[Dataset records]
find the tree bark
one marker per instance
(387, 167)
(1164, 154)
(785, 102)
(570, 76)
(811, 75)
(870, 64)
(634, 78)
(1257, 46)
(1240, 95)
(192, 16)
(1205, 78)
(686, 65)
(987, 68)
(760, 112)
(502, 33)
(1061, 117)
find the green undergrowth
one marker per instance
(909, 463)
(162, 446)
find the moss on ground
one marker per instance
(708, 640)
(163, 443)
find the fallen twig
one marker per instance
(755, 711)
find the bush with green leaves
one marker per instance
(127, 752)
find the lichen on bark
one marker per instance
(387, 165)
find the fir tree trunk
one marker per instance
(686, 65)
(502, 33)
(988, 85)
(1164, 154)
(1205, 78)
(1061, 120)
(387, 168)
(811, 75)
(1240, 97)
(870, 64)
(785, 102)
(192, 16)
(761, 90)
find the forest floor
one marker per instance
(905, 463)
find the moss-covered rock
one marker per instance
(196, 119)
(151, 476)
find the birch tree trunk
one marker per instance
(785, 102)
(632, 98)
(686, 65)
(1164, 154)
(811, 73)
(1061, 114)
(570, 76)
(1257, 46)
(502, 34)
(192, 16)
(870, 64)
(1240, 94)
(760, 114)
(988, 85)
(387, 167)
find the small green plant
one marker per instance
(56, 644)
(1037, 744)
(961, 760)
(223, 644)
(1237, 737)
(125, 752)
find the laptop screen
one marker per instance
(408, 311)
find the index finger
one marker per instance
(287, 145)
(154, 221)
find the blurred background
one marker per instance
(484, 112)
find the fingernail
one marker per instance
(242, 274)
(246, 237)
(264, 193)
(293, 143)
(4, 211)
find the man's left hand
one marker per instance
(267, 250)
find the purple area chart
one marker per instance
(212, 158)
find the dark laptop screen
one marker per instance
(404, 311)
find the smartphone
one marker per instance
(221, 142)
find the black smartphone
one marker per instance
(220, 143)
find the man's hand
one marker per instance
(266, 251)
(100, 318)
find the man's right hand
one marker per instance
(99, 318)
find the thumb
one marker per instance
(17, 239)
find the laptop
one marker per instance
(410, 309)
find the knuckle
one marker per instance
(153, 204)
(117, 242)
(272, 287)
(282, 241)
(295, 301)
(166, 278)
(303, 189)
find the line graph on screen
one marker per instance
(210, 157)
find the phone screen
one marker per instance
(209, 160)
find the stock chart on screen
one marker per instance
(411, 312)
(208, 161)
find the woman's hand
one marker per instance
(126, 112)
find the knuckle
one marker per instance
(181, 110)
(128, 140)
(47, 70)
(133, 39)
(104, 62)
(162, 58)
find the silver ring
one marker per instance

[WORK TO COMPLETE] Lay out every line of the listing above as a two-column Markdown table, with a row number under "Row" and the line itself under "Entry". Omit any blank lines.

[TASK RESULT]
| Row | Entry |
|---|---|
| 1 | find the tree bark |
| 2 | one marker per instance |
| 3 | (387, 167) |
| 4 | (1164, 154) |
| 5 | (785, 102) |
| 6 | (570, 76) |
| 7 | (811, 75) |
| 8 | (870, 64) |
| 9 | (634, 78) |
| 10 | (1257, 46) |
| 11 | (1240, 95) |
| 12 | (192, 16) |
| 13 | (1205, 78) |
| 14 | (686, 65) |
| 15 | (987, 68) |
| 16 | (760, 112) |
| 17 | (502, 33) |
| 18 | (1061, 117) |
| 19 | find the green undergrowth |
| 20 | one marker per instance |
| 21 | (909, 463) |
| 22 | (162, 446) |
| 23 | find the moss on ground |
| 24 | one marker per instance |
| 25 | (708, 640) |
| 26 | (163, 443) |
| 27 | find the fallen twig |
| 28 | one marker per instance |
| 29 | (755, 711) |
| 30 | find the bush with green leaves |
| 31 | one marker per instance |
| 32 | (127, 752) |
| 33 | find the lichen on bark |
| 34 | one marker per instance |
| 35 | (387, 165) |
| 36 | find the fir tree trunk |
| 37 | one marker per instance |
| 38 | (686, 65) |
| 39 | (502, 33) |
| 40 | (988, 85) |
| 41 | (1164, 154) |
| 42 | (1205, 78) |
| 43 | (1061, 120) |
| 44 | (387, 168) |
| 45 | (811, 75) |
| 46 | (1240, 97) |
| 47 | (870, 64) |
| 48 | (785, 102) |
| 49 | (192, 16) |
| 50 | (761, 90) |
| 51 | find the forest floor |
| 52 | one marker per instance |
| 53 | (905, 463) |
| 54 | find the moss-covered rock |
| 55 | one marker per instance |
| 56 | (196, 119) |
| 57 | (151, 476) |
| 58 | find the birch tree trunk |
| 59 | one marker per instance |
| 60 | (785, 102) |
| 61 | (632, 98) |
| 62 | (686, 65) |
| 63 | (1164, 154) |
| 64 | (811, 73) |
| 65 | (1061, 114) |
| 66 | (570, 76) |
| 67 | (1257, 46) |
| 68 | (502, 34) |
| 69 | (192, 16) |
| 70 | (870, 64) |
| 71 | (1240, 94) |
| 72 | (760, 114) |
| 73 | (988, 85) |
| 74 | (387, 167) |
| 75 | find the small green plant |
| 76 | one marker per instance |
| 77 | (56, 644) |
| 78 | (1037, 744) |
| 79 | (961, 760) |
| 80 | (223, 644) |
| 81 | (1237, 737) |
| 82 | (125, 752) |
| 83 | find the laptop screen |
| 84 | one marker per instance |
| 85 | (408, 311) |
| 86 | find the index finger |
| 87 | one marker per instance |
| 88 | (287, 145) |
| 89 | (154, 221) |
| 90 | find the blurred background |
| 91 | one marker per instance |
| 92 | (484, 112) |
| 93 | find the fingernail |
| 94 | one marker per instance |
| 95 | (242, 274) |
| 96 | (246, 237) |
| 97 | (264, 193) |
| 98 | (293, 143) |
| 99 | (4, 211) |
| 100 | find the man's left hand |
| 101 | one marker per instance |
| 102 | (267, 250) |
| 103 | find the purple area chart |
| 104 | one marker per instance |
| 105 | (212, 158) |
| 106 | find the dark laptop screen |
| 107 | one marker per instance |
| 108 | (404, 311) |
| 109 | find the smartphone |
| 110 | one marker per instance |
| 111 | (221, 142) |
| 112 | find the black smartphone |
| 113 | one marker per instance |
| 114 | (220, 143) |
| 115 | find the man's hand |
| 116 | one marker per instance |
| 117 | (266, 251) |
| 118 | (100, 318) |
| 119 | find the man's right hand |
| 120 | one marker per instance |
| 121 | (99, 318) |
| 122 | find the thumb |
| 123 | one marker per instance |
| 124 | (17, 239) |
| 125 | find the laptop |
| 126 | one marker per instance |
| 127 | (410, 309) |
| 128 | find the knuckle |
| 129 | one marker per instance |
| 130 | (153, 204) |
| 131 | (117, 242) |
| 132 | (272, 287) |
| 133 | (282, 241) |
| 134 | (295, 301) |
| 135 | (166, 278) |
| 136 | (303, 189) |
| 137 | find the line graph on screen |
| 138 | one marker per instance |
| 139 | (210, 157) |
| 140 | find the phone screen |
| 141 | one marker per instance |
| 142 | (209, 160) |
| 143 | find the stock chart on screen |
| 144 | one marker per instance |
| 145 | (411, 312) |
| 146 | (208, 161) |
| 147 | find the woman's hand |
| 148 | one marker per instance |
| 149 | (126, 112) |
| 150 | find the knuckle |
| 151 | one marker per instance |
| 152 | (181, 110) |
| 153 | (128, 140) |
| 154 | (47, 70) |
| 155 | (133, 39) |
| 156 | (104, 62) |
| 157 | (162, 58) |
| 158 | find the silver ring |
| 159 | one marker per instance |